◆ **Document passage**:
------------------------------
A quick summary of the approach is: When parsing .d files, digest each file mentioned and include its digest in the generated dep-info file. When a fingerprint is invalid due to mtime, compare the current digest with that in the dep-info file and don't re-build if the digests are the same.
I don't think that branch is ready to propose as-is. There's one issue I think we should work out, a "how to roll out" question, and one corner I think we can leave unfinished but maybe folks have some ideas on how to approach:
The blocking issue
The current idea is that when cargo is parsing the .d files produced by rustc, for each file which is mentioned, cargo will read and digest that file, and store the digest in the dep-info file for the target along with the list of paths. But this causes a race condition - what if the file was changed on-disk after rustc consumed it? cargo currently avoids this race-condition by using the mtime at the start of the build, so that it may get spurious re-builds if the file was changed mid-build but won't miss changes.
I think the correct solution here is to teach rustc how to optionally emit a digest of the file it actually read. It already read the file anyway, so this adds only a trivial cost (my benchmarks showed that time spent reading the files dominated time spent hashing the files by orders of magnitude). There's a question as to how rustc should communicate this digest to cargo though. Some options that come to mind:
- This could be an extra (optional) field in the
job_queue::Message::Finishmessage (or a new message, I guess) - We could just teach
rustcto output thecargo-format dep-info file in addition to therustc-format dep-info file (again, perhaps optionally) so thatcargodoesn't need to parse and re-emit the same data, and add the digest to this file's schema. - We could extend the
.dfile syntax thatrustcalready produces, though this may cause some compatibility issues with other tools which use the same format.
------------------------------
◆ **Records provided**:
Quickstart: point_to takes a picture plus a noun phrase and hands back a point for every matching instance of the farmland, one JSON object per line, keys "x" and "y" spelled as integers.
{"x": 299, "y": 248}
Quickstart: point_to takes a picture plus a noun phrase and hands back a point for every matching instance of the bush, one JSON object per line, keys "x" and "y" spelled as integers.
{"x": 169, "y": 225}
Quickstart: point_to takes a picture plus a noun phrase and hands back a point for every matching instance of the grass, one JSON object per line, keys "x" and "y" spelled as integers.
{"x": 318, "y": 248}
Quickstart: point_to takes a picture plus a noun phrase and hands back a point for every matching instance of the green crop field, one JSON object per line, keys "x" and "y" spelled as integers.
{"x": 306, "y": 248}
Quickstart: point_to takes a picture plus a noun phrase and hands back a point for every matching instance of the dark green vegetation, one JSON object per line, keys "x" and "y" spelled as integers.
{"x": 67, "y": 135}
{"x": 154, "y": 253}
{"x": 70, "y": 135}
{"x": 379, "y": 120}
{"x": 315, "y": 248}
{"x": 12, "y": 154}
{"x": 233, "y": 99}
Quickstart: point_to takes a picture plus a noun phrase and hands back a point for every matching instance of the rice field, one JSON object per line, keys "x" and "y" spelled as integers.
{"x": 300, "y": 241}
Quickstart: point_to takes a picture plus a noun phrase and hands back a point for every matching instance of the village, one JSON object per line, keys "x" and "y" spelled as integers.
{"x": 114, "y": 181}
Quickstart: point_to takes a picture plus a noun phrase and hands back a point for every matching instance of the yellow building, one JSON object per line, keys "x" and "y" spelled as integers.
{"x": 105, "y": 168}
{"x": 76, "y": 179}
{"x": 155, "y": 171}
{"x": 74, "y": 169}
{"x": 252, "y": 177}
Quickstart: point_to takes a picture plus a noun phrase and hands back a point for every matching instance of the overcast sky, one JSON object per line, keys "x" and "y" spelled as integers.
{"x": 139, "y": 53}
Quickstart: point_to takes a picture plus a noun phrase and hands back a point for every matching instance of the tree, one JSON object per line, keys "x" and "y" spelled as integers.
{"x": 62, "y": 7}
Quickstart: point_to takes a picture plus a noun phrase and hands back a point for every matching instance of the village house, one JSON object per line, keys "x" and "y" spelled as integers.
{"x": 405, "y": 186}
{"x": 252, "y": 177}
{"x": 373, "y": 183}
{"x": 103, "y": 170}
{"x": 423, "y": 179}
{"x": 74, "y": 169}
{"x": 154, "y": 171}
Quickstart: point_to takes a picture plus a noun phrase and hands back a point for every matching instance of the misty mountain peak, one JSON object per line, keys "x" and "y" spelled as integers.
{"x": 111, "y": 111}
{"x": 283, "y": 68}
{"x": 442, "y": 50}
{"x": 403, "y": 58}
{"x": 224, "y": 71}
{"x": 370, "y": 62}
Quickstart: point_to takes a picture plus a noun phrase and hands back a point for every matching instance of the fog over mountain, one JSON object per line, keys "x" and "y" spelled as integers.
------------------------------
◆ **Given request**: Rewrite the paragraph in the passage on cargo file digests that begins "The current idea is that" as a short list that keeps its main facts. The lines are not needed for this work.

◆ **Solution for this exercise**:
- Current idea: while parsing the .d files that rustc produces, cargo reads and digests each file mentioned. It stores each digest in the target's dep-info file along with the list of paths.
- Problem: this causes a race condition if a file changes on disk after rustc has consumed it.
- How cargo avoids this today: it uses the mtime from the start of the build. A file changed mid-build may trigger a spurious rebuild, but no change is missed.